» **What to work on**
Copy every line of the records below word for word.

» **Extracted data**

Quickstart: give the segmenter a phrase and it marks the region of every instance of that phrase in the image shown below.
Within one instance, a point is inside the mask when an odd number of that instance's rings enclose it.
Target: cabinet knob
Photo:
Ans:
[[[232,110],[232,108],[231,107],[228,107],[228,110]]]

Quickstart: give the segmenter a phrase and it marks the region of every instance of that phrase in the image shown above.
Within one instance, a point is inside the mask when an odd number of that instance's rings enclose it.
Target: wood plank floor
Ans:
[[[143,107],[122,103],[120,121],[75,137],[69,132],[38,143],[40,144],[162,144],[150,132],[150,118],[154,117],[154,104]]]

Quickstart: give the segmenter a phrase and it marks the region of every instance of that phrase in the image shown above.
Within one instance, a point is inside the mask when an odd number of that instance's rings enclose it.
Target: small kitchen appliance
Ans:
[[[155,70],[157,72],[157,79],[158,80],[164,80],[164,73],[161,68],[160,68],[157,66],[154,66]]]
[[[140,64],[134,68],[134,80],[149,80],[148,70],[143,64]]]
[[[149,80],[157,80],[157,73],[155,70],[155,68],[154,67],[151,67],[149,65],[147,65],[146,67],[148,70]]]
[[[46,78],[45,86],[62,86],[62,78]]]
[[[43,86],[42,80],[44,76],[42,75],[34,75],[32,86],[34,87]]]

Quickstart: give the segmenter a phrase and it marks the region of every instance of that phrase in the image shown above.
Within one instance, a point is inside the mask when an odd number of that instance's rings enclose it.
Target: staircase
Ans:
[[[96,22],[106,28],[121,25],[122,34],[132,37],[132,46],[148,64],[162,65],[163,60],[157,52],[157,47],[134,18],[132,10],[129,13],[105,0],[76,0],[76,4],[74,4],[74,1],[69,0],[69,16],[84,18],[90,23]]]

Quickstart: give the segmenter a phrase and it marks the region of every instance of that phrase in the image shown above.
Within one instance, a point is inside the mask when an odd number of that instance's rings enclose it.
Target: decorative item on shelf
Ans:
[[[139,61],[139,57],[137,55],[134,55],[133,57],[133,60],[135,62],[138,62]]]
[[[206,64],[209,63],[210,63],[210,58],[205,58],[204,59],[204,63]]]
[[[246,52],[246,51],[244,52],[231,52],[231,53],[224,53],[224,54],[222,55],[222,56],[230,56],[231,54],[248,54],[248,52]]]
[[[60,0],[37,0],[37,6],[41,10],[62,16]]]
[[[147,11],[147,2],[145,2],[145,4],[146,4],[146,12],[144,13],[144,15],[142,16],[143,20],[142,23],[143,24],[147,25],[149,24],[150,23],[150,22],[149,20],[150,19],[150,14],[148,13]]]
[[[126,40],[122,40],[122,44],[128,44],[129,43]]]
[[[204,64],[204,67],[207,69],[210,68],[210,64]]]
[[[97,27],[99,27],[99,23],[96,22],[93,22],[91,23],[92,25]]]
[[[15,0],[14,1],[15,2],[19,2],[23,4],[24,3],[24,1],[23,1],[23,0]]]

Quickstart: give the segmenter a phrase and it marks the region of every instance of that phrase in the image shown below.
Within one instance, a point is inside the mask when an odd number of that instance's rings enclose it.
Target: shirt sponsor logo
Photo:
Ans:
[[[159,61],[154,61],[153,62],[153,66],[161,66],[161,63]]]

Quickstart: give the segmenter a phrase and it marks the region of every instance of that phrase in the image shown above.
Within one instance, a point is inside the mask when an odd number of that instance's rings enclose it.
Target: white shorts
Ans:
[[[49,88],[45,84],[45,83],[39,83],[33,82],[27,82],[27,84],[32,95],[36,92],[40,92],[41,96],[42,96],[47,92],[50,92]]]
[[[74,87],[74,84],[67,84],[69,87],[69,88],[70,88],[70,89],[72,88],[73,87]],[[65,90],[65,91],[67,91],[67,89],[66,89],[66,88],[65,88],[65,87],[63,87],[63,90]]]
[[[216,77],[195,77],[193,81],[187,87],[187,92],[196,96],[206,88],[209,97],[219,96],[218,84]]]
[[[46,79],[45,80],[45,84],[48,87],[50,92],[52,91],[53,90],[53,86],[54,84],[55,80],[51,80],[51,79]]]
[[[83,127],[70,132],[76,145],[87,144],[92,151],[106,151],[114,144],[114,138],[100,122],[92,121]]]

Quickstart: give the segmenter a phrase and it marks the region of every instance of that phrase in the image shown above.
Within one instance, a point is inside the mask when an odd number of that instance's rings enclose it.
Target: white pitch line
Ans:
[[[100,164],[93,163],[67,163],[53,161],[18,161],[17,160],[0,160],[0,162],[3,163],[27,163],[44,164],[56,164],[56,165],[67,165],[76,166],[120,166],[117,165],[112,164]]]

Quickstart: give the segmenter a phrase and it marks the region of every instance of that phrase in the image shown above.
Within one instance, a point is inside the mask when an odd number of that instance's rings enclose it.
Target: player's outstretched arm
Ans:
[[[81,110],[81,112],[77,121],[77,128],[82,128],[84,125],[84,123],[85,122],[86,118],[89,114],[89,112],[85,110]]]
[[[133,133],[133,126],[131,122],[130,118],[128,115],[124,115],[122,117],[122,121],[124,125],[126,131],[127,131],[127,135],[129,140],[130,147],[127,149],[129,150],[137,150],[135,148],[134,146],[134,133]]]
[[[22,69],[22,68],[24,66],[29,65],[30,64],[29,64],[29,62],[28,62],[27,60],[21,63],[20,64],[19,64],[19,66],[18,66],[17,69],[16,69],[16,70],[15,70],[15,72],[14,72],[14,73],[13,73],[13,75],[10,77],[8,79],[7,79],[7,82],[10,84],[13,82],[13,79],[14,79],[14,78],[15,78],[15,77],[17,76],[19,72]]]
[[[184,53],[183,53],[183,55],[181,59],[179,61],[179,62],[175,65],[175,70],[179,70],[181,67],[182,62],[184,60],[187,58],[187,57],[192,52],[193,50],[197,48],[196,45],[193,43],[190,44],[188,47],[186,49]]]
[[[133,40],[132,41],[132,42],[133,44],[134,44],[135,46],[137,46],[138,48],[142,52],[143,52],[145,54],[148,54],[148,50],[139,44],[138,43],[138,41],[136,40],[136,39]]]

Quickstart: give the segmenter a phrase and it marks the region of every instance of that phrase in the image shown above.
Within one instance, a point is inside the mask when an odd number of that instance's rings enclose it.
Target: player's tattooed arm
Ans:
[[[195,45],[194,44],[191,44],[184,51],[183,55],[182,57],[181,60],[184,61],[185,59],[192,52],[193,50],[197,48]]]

» **Exercise result**
Quickstart: give the segmenter a phrase and it marks the region of every instance of that phrase in the image shown below.
Within one instance, a point is inside the mask when an odd number of that instance's rings enclose it.
Target: cabinet knob
Photo:
Ans:
[[[232,110],[232,108],[231,107],[228,107],[228,110]]]

Quickstart: give the segmenter a phrase and it marks the region of every instance of that phrase in the image shown above.
Within one instance, a point is inside the mask when an odd number of that instance's rings enclose it.
Target: wood plank floor
Ans:
[[[143,107],[122,103],[120,121],[75,137],[69,132],[38,143],[40,144],[162,144],[150,132],[150,118],[154,117],[154,104]]]

Quickstart: give the segmenter a phrase and it marks the region of every instance of that phrase in the image shown above.
Within one instance, a point is inside the mask when an odd number of that instance's rings enclose it.
Target: small kitchen appliance
Ans:
[[[155,70],[157,72],[157,79],[158,80],[164,80],[164,73],[161,68],[160,68],[157,66],[154,66]]]
[[[140,64],[134,68],[134,80],[149,80],[148,70],[143,64]]]
[[[149,80],[157,80],[157,73],[155,70],[155,68],[154,67],[151,67],[149,65],[147,65],[146,67],[148,70]]]
[[[46,78],[45,86],[62,86],[62,78]]]
[[[43,86],[42,80],[44,76],[42,75],[34,75],[32,86],[34,87]]]

Quickstart: give the segmenter a phrase and it marks the region of every instance of that phrase in the image shown above.
Within one instance, a point is inside the mask when an odd number of that instance's rings enclose it.
Target: staircase
Ans:
[[[96,22],[106,28],[121,25],[122,34],[132,37],[132,46],[148,64],[162,65],[163,60],[157,52],[157,47],[134,18],[132,10],[129,13],[105,0],[76,0],[76,4],[74,4],[74,1],[69,0],[69,16],[84,18],[90,23]]]

Quickstart: give the segmenter a phrase and it marks the region of every instance of that phrase in the image shown above.
Within one instance, a point is inside the mask when an odd number of that instance's rings enclose it.
Target: decorative item on shelf
Ans:
[[[139,61],[139,57],[137,55],[134,55],[133,57],[133,60],[135,62],[138,62]]]
[[[206,64],[209,63],[210,63],[210,58],[205,58],[204,59],[204,63]]]
[[[246,52],[246,51],[244,52],[231,52],[231,53],[224,53],[224,54],[222,55],[222,56],[230,56],[231,54],[248,54],[248,52]]]
[[[60,0],[37,0],[37,6],[41,10],[62,16]]]
[[[147,11],[147,2],[145,2],[145,4],[146,4],[146,12],[144,13],[144,15],[142,16],[143,20],[142,23],[143,24],[147,25],[149,24],[150,23],[150,22],[149,20],[150,19],[150,14],[148,13]]]
[[[126,40],[122,40],[122,44],[128,44],[129,43]]]
[[[204,64],[204,67],[207,69],[210,68],[210,64]]]
[[[97,27],[99,27],[99,23],[96,22],[93,22],[91,23],[92,25]]]
[[[15,0],[14,1],[15,2],[19,2],[23,4],[24,3],[24,1],[23,1],[23,0]]]

Quickstart: give the segmenter a phrase and it marks the region of every instance of that phrase in the image shown below.
Within one instance, a point is inside the mask when an odd number of that instance's rings enclose it.
Target: shirt sponsor logo
Photo:
Ans:
[[[159,61],[154,61],[153,62],[153,66],[161,66],[161,63]]]

Quickstart: give the segmenter a phrase and it marks the region of every instance of that phrase in the image shown above.
Within one instance, a point is inside the mask when an odd number of that instance's rings enclose it.
Target: white shorts
Ans:
[[[49,88],[45,84],[45,83],[39,83],[33,82],[27,82],[27,84],[32,95],[36,92],[40,92],[41,96],[42,96],[47,92],[50,92]]]
[[[74,87],[74,84],[67,84],[69,87],[69,88],[70,88],[70,89],[72,88],[73,87]],[[65,90],[65,91],[67,91],[67,89],[66,89],[66,88],[65,88],[65,87],[63,87],[63,90]]]
[[[216,77],[195,77],[193,81],[187,87],[187,92],[196,96],[206,88],[209,97],[219,96],[218,84]]]
[[[46,79],[45,80],[45,84],[48,87],[50,92],[52,91],[53,90],[53,86],[54,84],[55,80],[51,80],[51,79]]]
[[[83,127],[70,132],[76,145],[87,144],[92,151],[106,151],[114,144],[114,138],[100,122],[92,121]]]

Quickstart: give the segmenter a phrase and it marks the region of every instance of that phrase in the image shown above.
Within one instance, a point is inside the mask when an odd number of that instance's rings enclose it.
Target: white pitch line
Ans:
[[[100,164],[93,163],[67,163],[53,161],[18,161],[17,160],[0,160],[0,162],[3,163],[27,163],[44,164],[56,164],[56,165],[67,165],[76,166],[120,166],[117,165],[112,164]]]

Quickstart: give the segmenter a phrase and it marks the region of every instance of that phrase in the image shown above.
Within one instance, a point is inside the mask when an odd number of that instance's rings enclose it.
Target: player's outstretched arm
Ans:
[[[81,110],[81,112],[77,121],[77,128],[82,128],[84,125],[84,123],[85,122],[86,118],[89,114],[89,112],[85,110]]]
[[[133,133],[133,126],[131,122],[130,118],[128,115],[124,115],[122,117],[122,121],[124,125],[126,131],[127,131],[127,135],[129,140],[130,147],[127,149],[129,150],[137,150],[135,148],[134,146],[134,133]]]
[[[22,69],[22,68],[24,66],[29,65],[30,64],[29,64],[29,62],[28,62],[27,60],[21,63],[20,64],[19,64],[19,66],[18,66],[17,69],[16,69],[16,70],[15,70],[15,72],[14,72],[14,73],[13,73],[13,75],[10,77],[8,79],[7,79],[7,82],[10,84],[13,82],[13,79],[14,79],[14,78],[15,78],[15,77],[17,76],[19,72]]]
[[[184,53],[183,53],[183,55],[181,59],[179,61],[179,62],[175,65],[175,70],[179,70],[181,67],[182,62],[184,60],[187,58],[187,57],[192,52],[193,50],[197,48],[196,45],[193,43],[190,44],[188,47],[186,49]]]
[[[133,40],[132,41],[132,42],[133,44],[134,44],[135,46],[137,46],[138,48],[142,52],[143,52],[145,54],[148,54],[148,50],[139,44],[138,43],[138,41],[136,40],[136,39]]]

Quickstart: give the segmenter a phrase and it marks the region of every instance of that phrase in the image shown above.
Within one instance, a point is inside the mask when an odd number of that instance's rings enclose it.
Target: player's tattooed arm
Ans:
[[[195,45],[194,44],[191,44],[184,51],[183,55],[182,57],[181,60],[184,61],[185,59],[192,52],[193,50],[197,48]]]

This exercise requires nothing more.